Your objective: Format the lines of the data below as a JSON list of strings, one string per line with blank lines omitted. Begin at the line containing "Objective: provide one point per instance of the man's mustache." and continue through the end of the data.

Excerpts from a pointing dataset:

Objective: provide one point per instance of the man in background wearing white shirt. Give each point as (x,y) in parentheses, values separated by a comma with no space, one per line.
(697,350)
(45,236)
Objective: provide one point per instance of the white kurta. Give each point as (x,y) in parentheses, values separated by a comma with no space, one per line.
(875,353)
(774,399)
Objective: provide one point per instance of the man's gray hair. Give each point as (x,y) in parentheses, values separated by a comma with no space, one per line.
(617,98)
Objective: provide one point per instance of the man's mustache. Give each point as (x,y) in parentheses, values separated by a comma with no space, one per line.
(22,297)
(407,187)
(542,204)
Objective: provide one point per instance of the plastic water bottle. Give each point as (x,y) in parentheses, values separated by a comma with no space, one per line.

Answer for this exercise:
[
  "Objective: provide one point per instance of the man's mustache. Give each point as (x,y) in parentheses, values separated by a comma with no space, one per line.",
  "(22,297)",
  "(407,187)",
  "(542,204)",
  "Objective: provide one point per instance of the plastic water bottle. Give each point as (x,y) in parentheses, values separated by a comma with no space, one per line."
]